> [Text]:
__________

Aaron Goldman and I agree -- it's time for Google to rethink its mission statement. But we disagree on
the reason. Goldman thinks it's time "to call a spade a spade" and for Google to come clean on their intention to grab as many ad dollars as possible. From this perspective, the change in the mission
statement is really just to better align it with Google's business.
I think "organizing the world's information" needs to be changed for a different reason. I think there are inherent
limitations in it that may seriously impact Google's revenue stream in the future.
A Quick Update
But first, some background. Eric Schmidt has moved into that
corporate limbo called "executive chairman"-ship. I don't really know what an executive chairman does. I asked Google and it's also pretty fuzzy on the concept. According to Schmidt, it's to focus on
external partnerships and to "advise" Larry and Sergey. To me, it sounds like a long and polite good-bye. Whatever we know about the shift, I guarantee there's more to the story.
Also,
Google rocked expectations on Q4 earnings, so all appears to be rosy in Google-world. But quarterly earnings calls are a notoriously poor indicator of the strategic health of an organization. They
reflect the success of strategic decisions made a year or two ago and the ability of the organization to execute against them. They tell you nothing about the strategy today, or how the company may do
in the future. Which brings us back to the mission statement.

__________

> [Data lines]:

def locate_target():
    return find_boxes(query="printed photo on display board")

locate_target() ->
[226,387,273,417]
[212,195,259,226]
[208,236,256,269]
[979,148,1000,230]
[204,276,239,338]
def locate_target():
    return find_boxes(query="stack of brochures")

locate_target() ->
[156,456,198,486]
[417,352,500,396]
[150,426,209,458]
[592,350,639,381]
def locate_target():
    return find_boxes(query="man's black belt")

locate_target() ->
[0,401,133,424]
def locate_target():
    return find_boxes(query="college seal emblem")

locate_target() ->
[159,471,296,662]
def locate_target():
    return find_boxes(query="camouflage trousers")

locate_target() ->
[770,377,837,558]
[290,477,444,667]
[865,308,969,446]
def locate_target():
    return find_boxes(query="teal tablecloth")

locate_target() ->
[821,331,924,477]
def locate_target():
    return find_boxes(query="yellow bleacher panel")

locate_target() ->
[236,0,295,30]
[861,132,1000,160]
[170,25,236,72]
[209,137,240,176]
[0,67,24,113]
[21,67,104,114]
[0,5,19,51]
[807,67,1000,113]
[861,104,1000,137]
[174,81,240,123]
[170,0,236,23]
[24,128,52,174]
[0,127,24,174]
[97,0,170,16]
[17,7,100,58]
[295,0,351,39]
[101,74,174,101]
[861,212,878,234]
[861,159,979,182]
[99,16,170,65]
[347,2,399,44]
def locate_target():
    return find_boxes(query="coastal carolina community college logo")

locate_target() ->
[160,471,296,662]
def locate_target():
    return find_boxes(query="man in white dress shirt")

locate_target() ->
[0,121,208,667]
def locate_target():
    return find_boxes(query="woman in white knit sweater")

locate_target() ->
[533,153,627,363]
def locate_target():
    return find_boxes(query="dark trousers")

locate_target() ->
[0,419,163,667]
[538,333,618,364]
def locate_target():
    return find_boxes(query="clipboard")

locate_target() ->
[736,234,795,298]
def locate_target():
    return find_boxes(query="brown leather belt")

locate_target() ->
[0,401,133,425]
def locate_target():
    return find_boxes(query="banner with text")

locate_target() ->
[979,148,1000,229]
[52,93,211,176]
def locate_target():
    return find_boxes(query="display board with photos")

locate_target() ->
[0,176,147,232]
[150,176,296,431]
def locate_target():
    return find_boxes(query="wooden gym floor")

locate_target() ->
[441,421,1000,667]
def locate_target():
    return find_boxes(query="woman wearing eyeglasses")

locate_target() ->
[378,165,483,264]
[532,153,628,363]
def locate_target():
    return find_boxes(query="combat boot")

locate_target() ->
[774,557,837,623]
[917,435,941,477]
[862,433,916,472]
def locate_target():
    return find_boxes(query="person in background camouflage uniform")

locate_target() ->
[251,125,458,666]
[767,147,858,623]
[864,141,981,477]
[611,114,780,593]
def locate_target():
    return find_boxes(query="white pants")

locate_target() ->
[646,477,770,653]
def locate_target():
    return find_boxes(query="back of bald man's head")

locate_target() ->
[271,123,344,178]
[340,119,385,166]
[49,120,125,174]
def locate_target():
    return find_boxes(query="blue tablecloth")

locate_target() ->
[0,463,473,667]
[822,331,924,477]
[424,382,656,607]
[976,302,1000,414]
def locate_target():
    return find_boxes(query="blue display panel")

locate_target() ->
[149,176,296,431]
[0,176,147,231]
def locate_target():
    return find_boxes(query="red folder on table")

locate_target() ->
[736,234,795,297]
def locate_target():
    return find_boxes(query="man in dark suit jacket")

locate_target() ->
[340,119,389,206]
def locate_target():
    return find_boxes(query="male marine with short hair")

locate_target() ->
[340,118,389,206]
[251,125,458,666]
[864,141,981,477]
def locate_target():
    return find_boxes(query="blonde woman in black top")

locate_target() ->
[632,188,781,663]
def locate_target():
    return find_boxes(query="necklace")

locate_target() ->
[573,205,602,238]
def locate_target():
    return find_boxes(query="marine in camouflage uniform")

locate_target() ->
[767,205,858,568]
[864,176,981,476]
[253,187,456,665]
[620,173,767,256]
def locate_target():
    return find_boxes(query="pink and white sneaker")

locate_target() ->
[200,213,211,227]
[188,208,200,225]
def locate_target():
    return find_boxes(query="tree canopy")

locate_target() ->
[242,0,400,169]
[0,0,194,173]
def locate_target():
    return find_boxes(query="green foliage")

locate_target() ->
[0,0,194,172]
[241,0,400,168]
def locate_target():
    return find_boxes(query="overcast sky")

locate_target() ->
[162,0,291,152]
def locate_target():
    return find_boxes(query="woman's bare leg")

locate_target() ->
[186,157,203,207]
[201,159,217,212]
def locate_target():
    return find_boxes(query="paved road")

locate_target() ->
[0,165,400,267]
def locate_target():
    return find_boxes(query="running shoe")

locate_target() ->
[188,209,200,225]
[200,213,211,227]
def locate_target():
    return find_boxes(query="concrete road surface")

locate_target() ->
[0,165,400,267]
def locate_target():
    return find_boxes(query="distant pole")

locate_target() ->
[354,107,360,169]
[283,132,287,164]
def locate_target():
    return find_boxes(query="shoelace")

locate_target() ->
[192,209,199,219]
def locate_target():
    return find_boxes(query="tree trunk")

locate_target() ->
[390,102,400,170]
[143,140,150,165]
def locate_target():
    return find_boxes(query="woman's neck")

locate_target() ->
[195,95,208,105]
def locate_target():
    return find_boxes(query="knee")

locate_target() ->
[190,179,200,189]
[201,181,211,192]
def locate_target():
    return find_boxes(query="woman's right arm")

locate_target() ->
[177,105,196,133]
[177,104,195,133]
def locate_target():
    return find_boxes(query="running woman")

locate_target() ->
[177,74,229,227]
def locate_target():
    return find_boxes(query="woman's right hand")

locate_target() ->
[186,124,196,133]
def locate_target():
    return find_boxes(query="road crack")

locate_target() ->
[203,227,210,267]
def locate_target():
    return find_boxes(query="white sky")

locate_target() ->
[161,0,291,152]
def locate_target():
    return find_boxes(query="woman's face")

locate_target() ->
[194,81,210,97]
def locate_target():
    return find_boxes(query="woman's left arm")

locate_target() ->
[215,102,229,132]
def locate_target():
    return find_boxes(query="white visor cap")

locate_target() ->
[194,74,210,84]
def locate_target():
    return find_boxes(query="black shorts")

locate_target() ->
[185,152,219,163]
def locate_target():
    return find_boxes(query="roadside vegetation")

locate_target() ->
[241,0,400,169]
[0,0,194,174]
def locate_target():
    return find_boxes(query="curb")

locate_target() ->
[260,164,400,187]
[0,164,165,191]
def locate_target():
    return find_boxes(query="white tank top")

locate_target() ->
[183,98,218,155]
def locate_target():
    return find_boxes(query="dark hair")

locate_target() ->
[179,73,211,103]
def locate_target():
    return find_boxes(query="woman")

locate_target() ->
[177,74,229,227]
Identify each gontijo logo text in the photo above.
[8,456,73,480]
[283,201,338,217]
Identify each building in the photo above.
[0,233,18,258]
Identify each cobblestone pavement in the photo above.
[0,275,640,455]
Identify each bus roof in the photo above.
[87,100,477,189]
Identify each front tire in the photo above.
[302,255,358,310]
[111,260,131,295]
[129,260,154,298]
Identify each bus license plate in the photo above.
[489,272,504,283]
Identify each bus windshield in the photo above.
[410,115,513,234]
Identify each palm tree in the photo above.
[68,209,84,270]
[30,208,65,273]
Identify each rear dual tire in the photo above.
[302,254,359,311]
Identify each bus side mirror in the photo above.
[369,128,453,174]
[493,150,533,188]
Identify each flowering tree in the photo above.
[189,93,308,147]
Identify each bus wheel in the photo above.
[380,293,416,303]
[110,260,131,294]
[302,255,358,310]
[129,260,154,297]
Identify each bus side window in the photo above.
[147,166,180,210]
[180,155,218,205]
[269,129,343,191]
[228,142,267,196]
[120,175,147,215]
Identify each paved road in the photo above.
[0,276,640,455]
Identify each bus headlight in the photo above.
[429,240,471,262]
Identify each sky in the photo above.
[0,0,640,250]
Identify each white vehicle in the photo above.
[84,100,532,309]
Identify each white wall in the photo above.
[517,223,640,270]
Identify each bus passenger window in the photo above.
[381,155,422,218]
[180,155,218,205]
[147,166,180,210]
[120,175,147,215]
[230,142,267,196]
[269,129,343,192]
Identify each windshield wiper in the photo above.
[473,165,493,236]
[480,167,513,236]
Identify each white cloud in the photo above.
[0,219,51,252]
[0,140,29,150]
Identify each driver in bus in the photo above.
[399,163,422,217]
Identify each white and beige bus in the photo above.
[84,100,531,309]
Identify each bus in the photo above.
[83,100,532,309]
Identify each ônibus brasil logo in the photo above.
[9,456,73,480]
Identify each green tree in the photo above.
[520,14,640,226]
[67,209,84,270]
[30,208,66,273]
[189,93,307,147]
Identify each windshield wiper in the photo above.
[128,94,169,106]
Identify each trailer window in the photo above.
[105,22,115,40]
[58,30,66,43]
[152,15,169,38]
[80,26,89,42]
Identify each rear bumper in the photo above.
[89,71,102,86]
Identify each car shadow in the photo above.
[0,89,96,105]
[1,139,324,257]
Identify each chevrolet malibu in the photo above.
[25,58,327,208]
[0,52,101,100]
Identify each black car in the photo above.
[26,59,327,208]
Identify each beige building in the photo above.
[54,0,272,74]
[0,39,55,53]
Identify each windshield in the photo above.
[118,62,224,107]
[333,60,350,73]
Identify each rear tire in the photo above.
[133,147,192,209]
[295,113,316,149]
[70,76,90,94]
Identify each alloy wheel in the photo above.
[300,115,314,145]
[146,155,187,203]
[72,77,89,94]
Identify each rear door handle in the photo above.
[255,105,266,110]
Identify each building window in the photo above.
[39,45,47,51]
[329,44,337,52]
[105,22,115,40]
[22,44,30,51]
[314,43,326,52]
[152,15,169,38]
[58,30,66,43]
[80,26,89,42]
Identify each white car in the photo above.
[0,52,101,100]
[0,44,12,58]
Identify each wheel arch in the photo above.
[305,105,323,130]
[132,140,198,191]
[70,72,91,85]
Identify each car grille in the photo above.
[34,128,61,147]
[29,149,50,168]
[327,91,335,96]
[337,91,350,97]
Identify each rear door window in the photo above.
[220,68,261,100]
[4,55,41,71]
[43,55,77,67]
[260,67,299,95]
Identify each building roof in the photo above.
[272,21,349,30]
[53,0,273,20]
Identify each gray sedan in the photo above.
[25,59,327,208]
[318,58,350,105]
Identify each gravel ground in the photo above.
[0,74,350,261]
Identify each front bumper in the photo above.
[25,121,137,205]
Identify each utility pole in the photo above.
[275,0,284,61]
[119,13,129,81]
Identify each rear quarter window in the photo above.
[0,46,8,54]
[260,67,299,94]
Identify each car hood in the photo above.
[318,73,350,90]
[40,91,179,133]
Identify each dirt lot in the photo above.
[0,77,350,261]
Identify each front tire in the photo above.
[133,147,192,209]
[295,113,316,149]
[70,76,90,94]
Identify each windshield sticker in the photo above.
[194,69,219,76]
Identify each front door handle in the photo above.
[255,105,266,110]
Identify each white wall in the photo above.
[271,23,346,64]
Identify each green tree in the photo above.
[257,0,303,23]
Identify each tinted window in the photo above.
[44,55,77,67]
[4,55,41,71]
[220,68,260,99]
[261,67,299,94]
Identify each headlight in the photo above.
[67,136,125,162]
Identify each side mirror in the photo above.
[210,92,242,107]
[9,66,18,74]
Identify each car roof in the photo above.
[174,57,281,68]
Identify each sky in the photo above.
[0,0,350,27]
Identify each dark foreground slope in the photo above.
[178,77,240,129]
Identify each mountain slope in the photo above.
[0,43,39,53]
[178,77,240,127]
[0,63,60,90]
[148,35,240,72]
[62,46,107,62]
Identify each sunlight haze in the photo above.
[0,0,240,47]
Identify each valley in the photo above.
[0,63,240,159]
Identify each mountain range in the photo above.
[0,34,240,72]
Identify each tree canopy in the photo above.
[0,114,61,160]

__________

> [Problem to work on]: According to the text, what does Schmidt say his role as executive chairman will focus on? The entries have no role here.

> [Right answer]: Focusing on external partnerships and advising Larry and Sergey.